▶ [Point localization data]

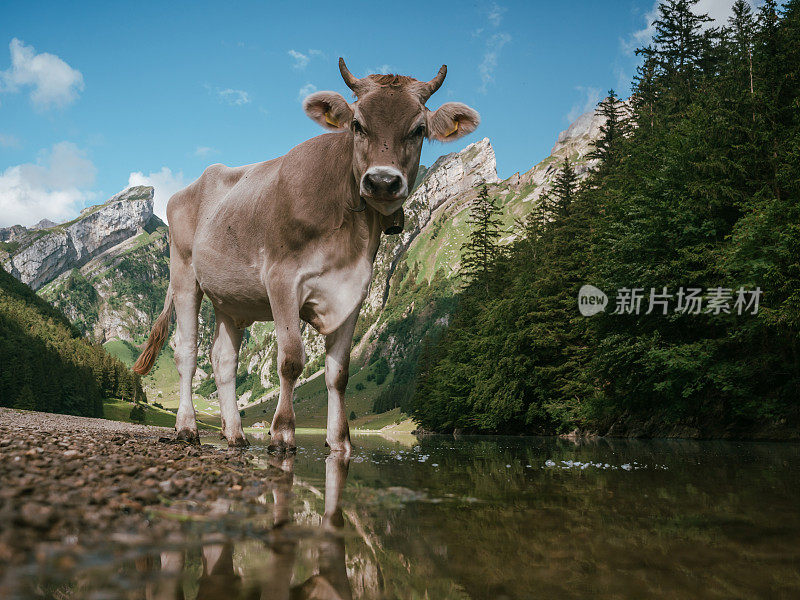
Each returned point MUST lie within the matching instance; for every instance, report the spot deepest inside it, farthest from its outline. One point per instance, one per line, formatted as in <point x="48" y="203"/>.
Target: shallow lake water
<point x="495" y="517"/>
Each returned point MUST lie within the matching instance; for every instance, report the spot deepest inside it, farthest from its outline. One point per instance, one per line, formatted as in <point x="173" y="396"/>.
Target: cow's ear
<point x="452" y="121"/>
<point x="329" y="109"/>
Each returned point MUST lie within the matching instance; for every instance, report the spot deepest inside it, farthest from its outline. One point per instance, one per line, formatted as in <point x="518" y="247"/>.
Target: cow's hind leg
<point x="291" y="358"/>
<point x="187" y="297"/>
<point x="225" y="358"/>
<point x="337" y="366"/>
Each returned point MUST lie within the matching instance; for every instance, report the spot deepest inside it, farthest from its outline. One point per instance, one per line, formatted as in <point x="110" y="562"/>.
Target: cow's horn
<point x="353" y="82"/>
<point x="427" y="89"/>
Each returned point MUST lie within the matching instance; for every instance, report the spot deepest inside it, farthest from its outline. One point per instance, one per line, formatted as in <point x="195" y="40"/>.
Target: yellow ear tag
<point x="330" y="119"/>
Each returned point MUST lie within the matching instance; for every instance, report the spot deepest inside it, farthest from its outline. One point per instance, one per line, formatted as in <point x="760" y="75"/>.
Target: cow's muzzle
<point x="384" y="184"/>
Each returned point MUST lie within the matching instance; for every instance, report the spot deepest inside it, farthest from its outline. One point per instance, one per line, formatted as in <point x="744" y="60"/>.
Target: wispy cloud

▶ [Work required] Produce an exact copy of the records above, leaving out the pictures.

▶ [Result of the task]
Each returned point MUST lie within the matching instance; for every instance, report the spot deepest inside it, farthest from its outline. One point per instance, one per line, formatted as in <point x="48" y="203"/>.
Target: shallow lake water
<point x="495" y="517"/>
Each returned point MUST lie within the matching instance; for every instance, report the spot deepest inside it, farthest from its outline. One point per instance, one per line, formatted as in <point x="173" y="396"/>.
Target: cow's ear
<point x="452" y="121"/>
<point x="329" y="109"/>
Each returned point MUST lie within the matching instance; for every instance, report the spot deepest inside it, farthest from its outline. One point per instance, one per line, formatted as in <point x="518" y="247"/>.
Target: cow's hind leg
<point x="291" y="358"/>
<point x="187" y="297"/>
<point x="225" y="358"/>
<point x="337" y="366"/>
Each returned point MUST lie within the matching instance; for every instance, report the spot deepest inside it, farthest from its outline. One point per instance, one per line, formatted as in <point x="110" y="562"/>.
Target: cow's horn
<point x="353" y="82"/>
<point x="427" y="89"/>
Each returned point MUST lie within the matching instance; for every instance, report the spot deepest inside it, farthest from its outline. One point per instance, one per line, formatted as in <point x="195" y="40"/>.
Target: yellow ear tag
<point x="330" y="119"/>
Each returned point MUST lie within the matching instance; for every instance, report the spot deepest inside it, farthest from its outline. One point per instance, one per line, formatted as in <point x="760" y="75"/>.
Target: cow's muzzle
<point x="384" y="184"/>
Each returned point MUST lie within the matching instance; for every instance, report the spot deepest inside it, farthest from its outline. One point per instance, one per line, formatted as in <point x="744" y="60"/>.
Target: wispy cloud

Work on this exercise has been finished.